======== RECORDS TO USE ========
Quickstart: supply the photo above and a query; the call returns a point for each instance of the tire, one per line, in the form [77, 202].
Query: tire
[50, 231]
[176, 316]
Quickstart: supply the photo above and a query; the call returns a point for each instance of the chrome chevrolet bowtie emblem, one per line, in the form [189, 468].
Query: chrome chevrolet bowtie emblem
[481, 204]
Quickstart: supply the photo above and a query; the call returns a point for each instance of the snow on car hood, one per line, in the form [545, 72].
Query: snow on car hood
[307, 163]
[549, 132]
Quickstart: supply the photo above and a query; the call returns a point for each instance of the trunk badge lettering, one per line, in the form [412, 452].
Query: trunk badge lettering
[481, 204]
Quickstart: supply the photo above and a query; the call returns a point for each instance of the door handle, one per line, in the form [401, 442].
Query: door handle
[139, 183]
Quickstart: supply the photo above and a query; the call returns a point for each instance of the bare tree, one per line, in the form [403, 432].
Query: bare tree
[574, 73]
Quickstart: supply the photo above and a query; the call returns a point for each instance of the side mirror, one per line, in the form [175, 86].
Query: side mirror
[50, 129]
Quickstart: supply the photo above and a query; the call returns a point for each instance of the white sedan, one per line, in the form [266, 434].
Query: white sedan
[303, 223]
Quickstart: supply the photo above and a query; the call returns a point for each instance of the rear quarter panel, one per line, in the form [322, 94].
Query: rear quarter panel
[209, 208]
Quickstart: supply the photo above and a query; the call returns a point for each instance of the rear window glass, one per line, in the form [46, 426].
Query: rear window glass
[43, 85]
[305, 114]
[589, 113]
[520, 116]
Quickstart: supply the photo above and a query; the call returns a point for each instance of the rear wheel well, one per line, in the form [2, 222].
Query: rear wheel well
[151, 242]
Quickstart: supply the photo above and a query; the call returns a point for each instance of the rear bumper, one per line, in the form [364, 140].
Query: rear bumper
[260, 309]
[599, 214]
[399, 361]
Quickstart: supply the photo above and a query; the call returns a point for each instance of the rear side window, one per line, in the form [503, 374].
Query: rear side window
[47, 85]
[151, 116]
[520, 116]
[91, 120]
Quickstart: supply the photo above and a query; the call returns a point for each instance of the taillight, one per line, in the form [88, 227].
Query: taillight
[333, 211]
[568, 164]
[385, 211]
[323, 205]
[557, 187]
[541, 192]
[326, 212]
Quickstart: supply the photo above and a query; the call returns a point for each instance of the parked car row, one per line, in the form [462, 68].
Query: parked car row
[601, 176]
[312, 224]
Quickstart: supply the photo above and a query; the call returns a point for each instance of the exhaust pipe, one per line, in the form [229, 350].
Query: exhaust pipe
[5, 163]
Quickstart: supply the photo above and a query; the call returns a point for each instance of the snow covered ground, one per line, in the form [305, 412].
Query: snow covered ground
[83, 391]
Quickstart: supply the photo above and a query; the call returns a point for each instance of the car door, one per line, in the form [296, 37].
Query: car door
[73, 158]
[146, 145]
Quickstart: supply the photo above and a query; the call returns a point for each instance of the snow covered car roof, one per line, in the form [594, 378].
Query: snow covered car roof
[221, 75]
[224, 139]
========
### EXERCISE DESCRIPTION
From the first line to the last, reproduce the data above exactly.

### TASK ANSWER
Quickstart: supply the photo above and a query; the call returns a point for each instance of the tire, one per line, in the form [77, 202].
Query: tire
[50, 231]
[176, 316]
Quickstart: supply the photo above and a query; the call returns a point for each instance of the chrome chevrolet bowtie emblem, one per line, in the form [189, 468].
Query: chrome chevrolet bowtie emblem
[481, 204]
Quickstart: supply the photo above and a query; the call returns a point for each instance of the snow on car hood, one per line, in the form [545, 72].
Query: snow on car hood
[307, 163]
[549, 132]
Quickstart: supply the photo above and a query; the call returns a point for each instance of the trunk badge lettering, one per line, in the form [412, 452].
Query: trunk badge lettering
[481, 204]
Quickstart: supply the photo above and a query; the call returns a point for each instance of the door handle, one per line, in the form [401, 442].
Query: door handle
[139, 183]
Quickstart: supply the photo above and a query; the call returns a point for each instance of the bare tree, one per line, in the form [403, 432].
Query: bare tree
[574, 73]
Quickstart: supply the photo above and a query; the call returns a point for each instance of the side mirror, one per line, in the form [175, 86].
Query: side mirror
[50, 129]
Quickstart: supply the photo above and a query; the call returns a point for each instance of the white sedan, one per line, in the form [266, 434].
Query: white sedan
[303, 223]
Quickstart: supply the photo above and a query; the call returns a point for each instance of the rear quarter panel, one per line, in the form [322, 94].
Query: rear quarter panel
[209, 208]
Quickstart: supply the photo above and a query; the call returns a point for each instance of the rear window glass, one per line, in the form [46, 426].
Query: rear window glass
[43, 85]
[305, 114]
[589, 113]
[520, 116]
Quickstart: supply the photo above and a query; the call returns a point for each instance of the rear wheel well, one per line, in the form [2, 222].
Query: rear wheel well
[151, 242]
Quickstart: supply the photo above and a query; the call returns a point for each instance of the rear bumper, one per line, in the form [364, 140].
Query: rear bumper
[260, 309]
[599, 214]
[399, 361]
Quickstart: supply the photo above and a query; the call returns a point for each instance of the rear side window, one per line, in the form [503, 374].
Query: rear side window
[47, 85]
[151, 116]
[520, 116]
[91, 120]
Quickstart: supply the photo above and a query; the call returns a point for each instance of the taillight, one per line, in the form [88, 227].
Query: taillight
[333, 211]
[568, 164]
[385, 211]
[323, 205]
[557, 187]
[541, 192]
[326, 212]
Quickstart: supply the photo above and a query; the call returns a point for each instance of the parked car row, one per line, in the form [462, 68].
Query: parked car row
[601, 176]
[312, 224]
Quickstart: supply the photo above and a query; the call returns a point for each instance of the exhaust pipe, one per line, in the form [229, 350].
Query: exhaust pipe
[5, 163]
Quickstart: supply the photo above and a query; the call returns a point for each instance of the snow covered ground, one per line, in the form [305, 412].
Query: snow covered ground
[83, 391]
Quickstart: supply the photo above and a query; the call returns a point for each instance of the car door, one per line, in the form [296, 37].
Query: car door
[73, 158]
[146, 145]
Quickstart: supply the photo above and a query; the call returns a point for each instance of the snow covered car roof, one per line, in the form [594, 378].
Query: snow covered car roof
[221, 75]
[224, 139]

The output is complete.